_Selected passage_:
The Group recognises all re-measurements of net defined benefit
liability/asset directly in other comprehensive income and presents them
within equity.
iii) Short term benefits
Short term employee benefit obligations are measured on an undiscounted basis
and are expensed as a related service provided. A liability is recognised for
the amount expected to be paid under short term cash bonus or profit-sharing
plans if the Group has a present legal or constructive obligation to pay this
amount as a result of past service provided by the employee and the obligation
can be estimated reliably.
(h) Leases
As lessee, the Group assesses whether a contract contains a lease at inception
of the contract. The Group recognises a right-of-use asset and corresponding
lease liability in the statement of financial position for all lease
arrangements where it is the lessee, except for short-term leases with a term
of twelve months or less and leases of low value assets. For these leases, the
Group recognises the lease payments as an operating expense on a straight-line
basis over the term of the lease.
The lease liability is initially measured at the present value of the future
lease payments from the commencement date of the lease. The lease payments are
discounted using the interest rate implicit in the lease or, if not readily
determinable, the asset and company specific incremental borrowing rates.
Lease liabilities are recognised within borrowings on the statement of
financial position. The lease liability is subsequently measured by increasing
the carrying amount to reflect interest on the lease liability (using the
effective interest method) and by reducing the carrying amount to reflect the
lease payments made. The Group re-measures the lease liability, with a
corresponding adjustment to the related right-of-use assets, whenever:
• The lease term changes or there is a significant event or change in
circumstances resulting in a change in the assessment of exercise of a
purchase option, in which case the lease liability is re-measured by
discounting the revised lease payments using a revised discount rate;
• The lease payments change due to the changes in an index or rate or a
change in expected payment under a guaranteed residual value, in which case
the lease liability is re-measured by discounting the revised lease payments
using an unchanged discount rate;
• A lease contract is modified, and the lease modification is not accounted
for as a separate lease, in which case the lease liability is re-measured
based on the lease term of the modified lease by discounting the revised lease
payments using a revised discount rate at the effective date of modification.

Dataset records:
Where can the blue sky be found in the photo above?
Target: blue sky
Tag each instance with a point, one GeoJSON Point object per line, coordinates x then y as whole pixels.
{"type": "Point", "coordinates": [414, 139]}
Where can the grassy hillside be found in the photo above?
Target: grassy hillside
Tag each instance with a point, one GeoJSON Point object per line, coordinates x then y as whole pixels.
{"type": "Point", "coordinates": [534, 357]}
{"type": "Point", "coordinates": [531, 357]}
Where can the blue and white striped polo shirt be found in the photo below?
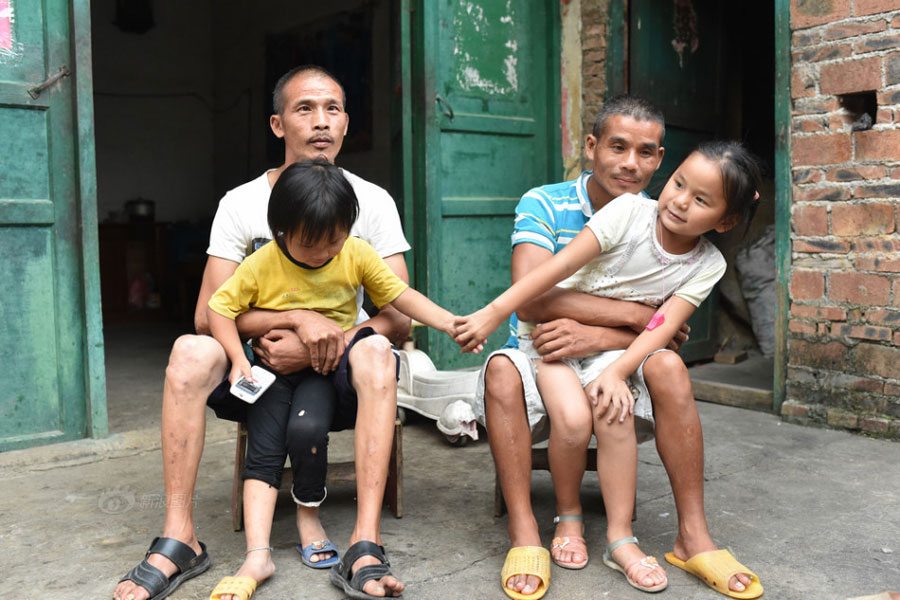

_Jobs_:
a. Rewrite the accounting policy passage from "iii) Short term" up to and including "be estimated reliably.", substituting "incentive" for "cash bonus".
b. Please pull out every line of the listing word for word, leaving the pictures out.

_Outputs in order_:
a.
iii) Short term benefits
Short term employee benefit obligations are measured on an undiscounted basis
and are expensed as a related service provided. A liability is recognised for
the amount expected to be paid under short term incentive or profit-sharing
plans if the Group has a present legal or constructive obligation to pay this
amount as a result of past service provided by the employee and the obligation
can be estimated reliably.

b.
Where can the blue sky be found in the photo above?
Target: blue sky
Tag each instance with a point, one GeoJSON Point object per line, coordinates x then y as whole pixels.
{"type": "Point", "coordinates": [414, 139]}
Where can the grassy hillside be found in the photo above?
Target: grassy hillside
Tag each instance with a point, one GeoJSON Point object per line, coordinates x then y as whole pixels.
{"type": "Point", "coordinates": [534, 357]}
{"type": "Point", "coordinates": [531, 357]}
Where can the blue and white striped polo shirt be found in the photo below?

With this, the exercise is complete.